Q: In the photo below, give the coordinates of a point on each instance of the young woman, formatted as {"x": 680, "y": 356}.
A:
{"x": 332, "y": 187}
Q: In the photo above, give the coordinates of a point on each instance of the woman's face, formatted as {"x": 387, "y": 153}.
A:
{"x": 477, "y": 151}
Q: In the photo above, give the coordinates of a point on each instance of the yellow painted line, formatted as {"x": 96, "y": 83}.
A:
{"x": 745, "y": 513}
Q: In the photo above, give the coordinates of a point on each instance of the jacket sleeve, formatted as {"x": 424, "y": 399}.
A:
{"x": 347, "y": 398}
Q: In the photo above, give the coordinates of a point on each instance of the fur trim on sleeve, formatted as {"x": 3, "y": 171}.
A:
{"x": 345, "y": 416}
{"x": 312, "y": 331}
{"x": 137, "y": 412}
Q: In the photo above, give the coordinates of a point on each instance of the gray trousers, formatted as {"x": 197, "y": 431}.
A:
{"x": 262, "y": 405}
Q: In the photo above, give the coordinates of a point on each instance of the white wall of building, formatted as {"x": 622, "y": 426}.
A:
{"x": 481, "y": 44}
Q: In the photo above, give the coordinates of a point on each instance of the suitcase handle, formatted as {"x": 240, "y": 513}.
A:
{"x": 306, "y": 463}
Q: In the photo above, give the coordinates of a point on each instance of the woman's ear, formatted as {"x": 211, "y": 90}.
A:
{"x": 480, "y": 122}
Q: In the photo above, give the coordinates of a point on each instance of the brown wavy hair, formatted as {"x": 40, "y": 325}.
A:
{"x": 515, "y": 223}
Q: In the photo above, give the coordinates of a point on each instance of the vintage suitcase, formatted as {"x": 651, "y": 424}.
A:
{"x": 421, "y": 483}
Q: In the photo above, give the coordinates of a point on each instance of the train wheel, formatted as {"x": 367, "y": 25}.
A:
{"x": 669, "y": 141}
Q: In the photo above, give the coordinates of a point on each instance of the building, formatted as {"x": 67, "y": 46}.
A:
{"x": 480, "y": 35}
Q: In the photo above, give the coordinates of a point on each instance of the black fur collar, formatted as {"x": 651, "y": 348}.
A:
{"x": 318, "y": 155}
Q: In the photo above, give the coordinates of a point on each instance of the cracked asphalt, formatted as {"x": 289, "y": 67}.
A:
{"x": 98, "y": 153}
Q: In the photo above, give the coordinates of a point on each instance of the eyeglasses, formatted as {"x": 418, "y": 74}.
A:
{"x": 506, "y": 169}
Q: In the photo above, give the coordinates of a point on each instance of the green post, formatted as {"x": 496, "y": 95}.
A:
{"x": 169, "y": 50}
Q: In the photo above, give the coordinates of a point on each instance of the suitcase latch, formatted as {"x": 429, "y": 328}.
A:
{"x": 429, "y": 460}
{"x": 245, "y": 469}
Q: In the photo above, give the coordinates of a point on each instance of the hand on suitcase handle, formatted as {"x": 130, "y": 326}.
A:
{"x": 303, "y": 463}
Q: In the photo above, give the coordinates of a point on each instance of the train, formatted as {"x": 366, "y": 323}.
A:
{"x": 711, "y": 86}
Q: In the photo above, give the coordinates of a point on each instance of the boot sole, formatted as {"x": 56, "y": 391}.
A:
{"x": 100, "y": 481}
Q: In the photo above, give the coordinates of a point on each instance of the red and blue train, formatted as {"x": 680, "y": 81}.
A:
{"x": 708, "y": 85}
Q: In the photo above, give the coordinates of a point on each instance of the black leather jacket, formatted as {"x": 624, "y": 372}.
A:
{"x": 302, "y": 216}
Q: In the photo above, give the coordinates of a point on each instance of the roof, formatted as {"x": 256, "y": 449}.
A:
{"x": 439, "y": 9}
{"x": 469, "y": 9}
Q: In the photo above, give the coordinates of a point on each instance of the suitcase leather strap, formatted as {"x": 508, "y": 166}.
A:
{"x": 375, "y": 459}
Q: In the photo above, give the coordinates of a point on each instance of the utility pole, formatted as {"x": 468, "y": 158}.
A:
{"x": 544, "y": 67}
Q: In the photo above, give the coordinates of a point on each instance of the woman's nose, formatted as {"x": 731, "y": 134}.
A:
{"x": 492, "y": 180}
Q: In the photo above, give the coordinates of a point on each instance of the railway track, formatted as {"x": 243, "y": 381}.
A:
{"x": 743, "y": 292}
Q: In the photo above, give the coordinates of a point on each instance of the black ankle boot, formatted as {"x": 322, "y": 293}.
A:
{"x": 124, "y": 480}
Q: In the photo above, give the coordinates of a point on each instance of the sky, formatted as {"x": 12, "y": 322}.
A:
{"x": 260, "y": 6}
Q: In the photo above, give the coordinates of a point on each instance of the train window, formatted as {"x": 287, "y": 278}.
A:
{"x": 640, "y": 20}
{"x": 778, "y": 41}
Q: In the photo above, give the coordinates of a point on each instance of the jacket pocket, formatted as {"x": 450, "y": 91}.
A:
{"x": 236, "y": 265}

———

[The problem]
Scan the material above for the word "black", and copy every line in which it is found.

[Your solution]
Q: In the photo above, give the coordinates of a point on each instance of the black fur collar, formatted as {"x": 651, "y": 348}.
Q: In the photo above, give the coordinates of a point on each instance of the black leather jacket, formatted as {"x": 624, "y": 372}.
Q: In the photo above, give the coordinates of a point on each instance of the black ankle boot, formatted as {"x": 322, "y": 293}.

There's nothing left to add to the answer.